▼
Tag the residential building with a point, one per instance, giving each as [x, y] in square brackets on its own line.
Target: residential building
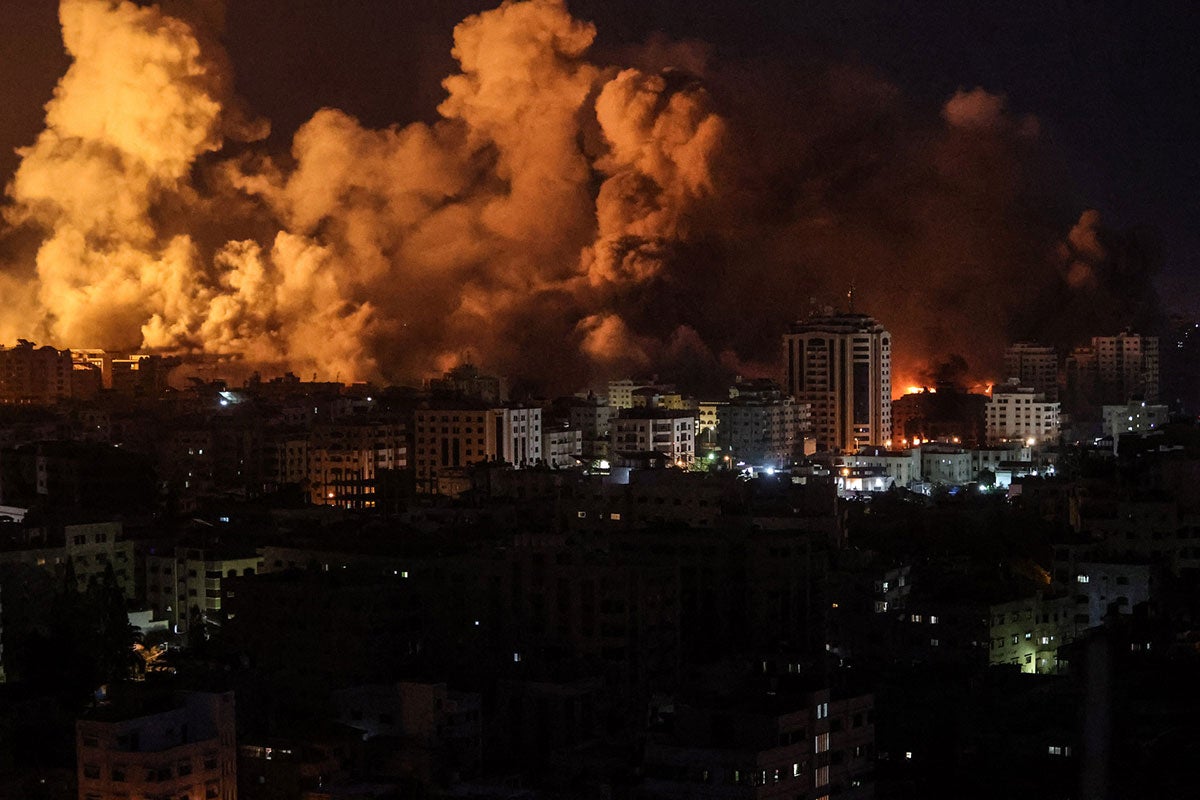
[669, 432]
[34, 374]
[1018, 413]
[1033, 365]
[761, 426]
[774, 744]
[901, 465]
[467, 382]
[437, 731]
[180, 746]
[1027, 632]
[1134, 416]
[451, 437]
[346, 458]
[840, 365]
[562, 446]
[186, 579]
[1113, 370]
▲
▼
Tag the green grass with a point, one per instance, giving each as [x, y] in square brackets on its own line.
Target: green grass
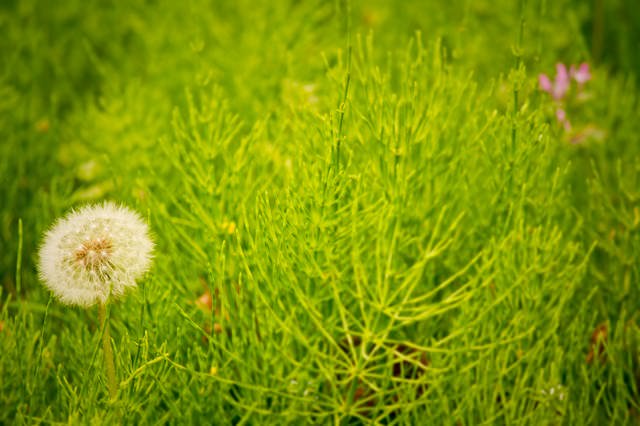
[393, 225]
▲
▼
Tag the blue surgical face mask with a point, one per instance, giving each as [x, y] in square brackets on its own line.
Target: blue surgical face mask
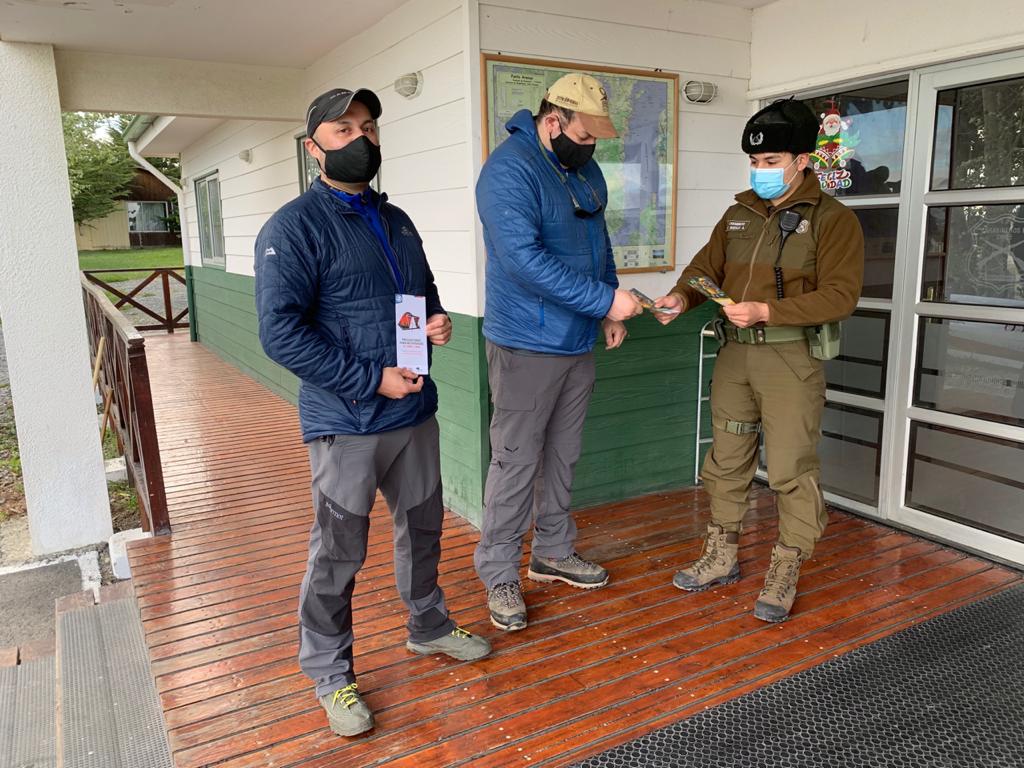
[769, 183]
▲
WHAT IS EXPECTED: Lines of the material that contain the word "square" are to be gathered.

ANSWER BELOW:
Tag the residential building with a point, one per instance, giving each as [x, y] in square brackets on its own line.
Tag the green grass with a point, one per instance, giving each as [x, y] in square brackets on its own line.
Tag the blue surgical face mask with a point, one per instance, giving each as [x, y] in square brackets on its own line.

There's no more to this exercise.